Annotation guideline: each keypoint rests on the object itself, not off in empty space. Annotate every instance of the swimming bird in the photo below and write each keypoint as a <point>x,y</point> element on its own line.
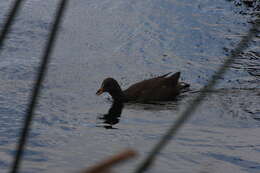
<point>161,88</point>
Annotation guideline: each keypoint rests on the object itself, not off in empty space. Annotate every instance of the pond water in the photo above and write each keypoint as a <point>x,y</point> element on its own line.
<point>131,41</point>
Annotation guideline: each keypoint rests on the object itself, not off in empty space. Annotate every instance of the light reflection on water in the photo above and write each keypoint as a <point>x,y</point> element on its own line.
<point>131,41</point>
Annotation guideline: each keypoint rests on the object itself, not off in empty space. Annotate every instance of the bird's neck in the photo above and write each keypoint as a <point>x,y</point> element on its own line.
<point>118,95</point>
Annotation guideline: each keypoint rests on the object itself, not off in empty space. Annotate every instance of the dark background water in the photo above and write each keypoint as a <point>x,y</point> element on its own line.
<point>131,41</point>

* * * * *

### [Work required]
Rewrite all the rows above, swapping "photo" for "image" and leaving everything else unchanged. Leave the pictures out.

### [Result for this exercise]
Annotation guideline: each keypoint rests on the object itself, not off in empty space. Annotate every instance of the swimming bird in the image below and write each keypoint as a <point>x,y</point> element on its own line.
<point>161,88</point>
Annotation guideline: each keypoint rests on the object itself, not off in empty space. Annotate every instance of the pond water in the image above and write each keypoint as a <point>x,y</point> element on its own line.
<point>131,41</point>
Annotation guideline: each keypoint rests on the object itself, not off in empty space. Annotate every instance of the light reflection on water in the image above and write each keypoint as a <point>x,y</point> element on its own line.
<point>131,41</point>
Annotation guideline: each keypoint rests on the object itself, not off in empty space. Annotate every instance of the bird's neck in the image above and write each keypoint as a <point>x,y</point> element on its own line.
<point>118,95</point>
Annotation guideline: each keypoint rests on the object itself, not off in empty space. Annotate every instance of the dark background water in the image above and write each keypoint as a <point>x,y</point> element on its own line.
<point>131,41</point>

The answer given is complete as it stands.